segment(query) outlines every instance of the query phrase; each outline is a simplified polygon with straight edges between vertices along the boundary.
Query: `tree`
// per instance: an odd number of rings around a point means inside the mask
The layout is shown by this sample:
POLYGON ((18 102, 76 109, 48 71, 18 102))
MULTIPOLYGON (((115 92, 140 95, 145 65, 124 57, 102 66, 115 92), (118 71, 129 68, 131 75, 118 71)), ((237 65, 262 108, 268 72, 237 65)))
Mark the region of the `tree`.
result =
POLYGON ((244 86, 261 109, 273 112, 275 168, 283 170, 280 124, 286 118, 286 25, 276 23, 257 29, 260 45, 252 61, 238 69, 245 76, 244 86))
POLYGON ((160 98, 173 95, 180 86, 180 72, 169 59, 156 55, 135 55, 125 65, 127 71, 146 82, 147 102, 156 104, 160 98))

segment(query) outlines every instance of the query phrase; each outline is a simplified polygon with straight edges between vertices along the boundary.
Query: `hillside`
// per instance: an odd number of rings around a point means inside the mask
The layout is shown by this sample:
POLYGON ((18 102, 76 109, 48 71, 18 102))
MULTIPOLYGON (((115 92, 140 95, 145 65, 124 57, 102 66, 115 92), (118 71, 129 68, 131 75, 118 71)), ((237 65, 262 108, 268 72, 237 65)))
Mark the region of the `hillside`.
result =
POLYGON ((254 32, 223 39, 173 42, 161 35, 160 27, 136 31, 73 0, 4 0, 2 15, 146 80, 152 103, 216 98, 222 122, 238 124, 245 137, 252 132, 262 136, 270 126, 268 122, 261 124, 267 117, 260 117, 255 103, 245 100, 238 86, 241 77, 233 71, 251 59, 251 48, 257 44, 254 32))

• **AIM OF THE TASK**
Reproduce the listing above verbatim, from first line to last.

• **SOLUTION FOR THIS TASK**
segment(query) outlines every instance of the query phrase; each outline is a simplified polygon with straight edges between vertices along the boundary.
Query: `tree`
// per instance: an odd number of rings around a point means inside the mask
The layout is shown by this sample:
POLYGON ((18 102, 76 109, 48 71, 18 102))
MULTIPOLYGON (((115 92, 140 95, 145 65, 124 57, 102 66, 115 92), (118 71, 129 68, 131 75, 118 71)), ((237 65, 262 108, 268 72, 237 65)))
Mark the region of the `tree`.
result =
POLYGON ((244 86, 261 109, 273 112, 275 168, 283 170, 280 124, 286 118, 286 25, 276 23, 257 29, 260 45, 252 61, 238 69, 245 76, 244 86))
POLYGON ((160 98, 173 95, 180 86, 180 72, 169 59, 156 55, 135 55, 125 65, 127 71, 146 82, 147 102, 156 104, 160 98))

segment(query) outlines every instance of the query phrase; each outline is a simplified polygon with straight edges between vertices along the boundary.
Query: `hillside`
// per instance: an odd number of rings around a point means inside the mask
The layout is shown by this sample:
POLYGON ((18 102, 76 109, 48 71, 18 102))
MULTIPOLYGON (((115 92, 140 95, 145 65, 124 57, 102 66, 115 92), (118 71, 129 68, 131 75, 118 71)), ((237 65, 262 108, 268 72, 237 65)))
Mark the region of the `hillside`.
result =
POLYGON ((254 32, 223 39, 173 42, 161 35, 160 27, 136 31, 73 0, 4 0, 2 15, 146 80, 152 103, 216 98, 222 122, 238 124, 245 137, 252 132, 262 136, 270 126, 268 122, 261 124, 267 117, 260 117, 255 103, 245 100, 238 86, 241 77, 233 71, 251 59, 251 48, 257 44, 254 32))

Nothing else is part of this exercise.